● **SEITENTEXT**:
.....

Das jahrezehntelange Doppelleben des 73-jährigen war am letzten Samstag aufgeflogen, weil eines der Kinder, das in dem Kellerverlies lebte, eine 19-jährige Tochter, bewusstlos wurde und daraufhin ins Krankenhaus von Amstetten gebracht wurde, wo sie intensivmedizinisch betreut wird. Die Behörden machten sich daraufhin auf die Suche nach der Mutter, die seit dem 29. August 1984 als spurlos verschwunden galt. Ein Hinweis brachte schließlich den Erfolg der Fahndung. Die Polizei veröffentlichte inzwischen viele Details des so genannten Kellerverlieses, in dem die Tochter des Josef F. sowie ihre durch Vergewaltigung hervorgegangenen Kinder ein geheimes Leben führen mussten; die drei ältesten Kinder/Enkel (19, 18 und 15 Jahre) haben seit ihrer Geburt nie das Sonnenlicht gesehen und hatten auch keine Kontakte zu anderen Menschen. Die drei jüngeren Kinder, vom Vater durch eine Adoption legitimiert, führten äußerlich ein scheinbar normales Leben, sie besuchten die Schule und verbrachten ihre Freizeit mit anderen Kindern.

.....

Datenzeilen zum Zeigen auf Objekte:
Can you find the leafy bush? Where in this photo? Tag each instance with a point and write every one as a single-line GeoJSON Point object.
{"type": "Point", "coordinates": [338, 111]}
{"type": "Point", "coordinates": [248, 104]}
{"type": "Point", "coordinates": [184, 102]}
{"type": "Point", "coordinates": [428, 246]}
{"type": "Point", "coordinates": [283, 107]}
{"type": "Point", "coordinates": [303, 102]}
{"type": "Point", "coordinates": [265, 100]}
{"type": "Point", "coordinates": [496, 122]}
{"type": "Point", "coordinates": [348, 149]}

.....

● **AUFGABEN UND ÜBUNGEN**:
(1) Seit welchem Datum galt die Mutter laut dem Bericht über das Kellerverlies als spurlos verschwunden?
(2) Führe den Bericht über das Kellerverlies im Anschluss an seinen letzten Satz weiter.
Die Daten werden hier nicht gebraucht.

● **DIE LÖSUNGEN**:
(1) Seit dem 29. August 1984.

(2)
Die geheime Kellerwohnung, die dem Vater Josef F. als Gefängnis für seine Tochter und die mit ihr gezeugten Kinder diente, bestand aus zwei Schlafräumen, einer Kochecke, einer Dusche, einer Toilette und einem Fernseher. Da die Deckenhöhe nur 1,70 Meter beträgt, konnte ein Erwachsener dort kaum stehen. Der Zugang zu der Kellerwohnung war durch ein Regal in einem Arbeitszimmer verdeckt. Die Ehefrau des jetzt 73-jährigen Josef F. soll angeblich nichts von dem Versteck im Keller ihres Hauses gewusst haben. Auch Nachbarn und Behörden waren allem Anschein nach ahnungslos. Das ist jedenfalls der gegenwärtige Stand der Ermittlungen,.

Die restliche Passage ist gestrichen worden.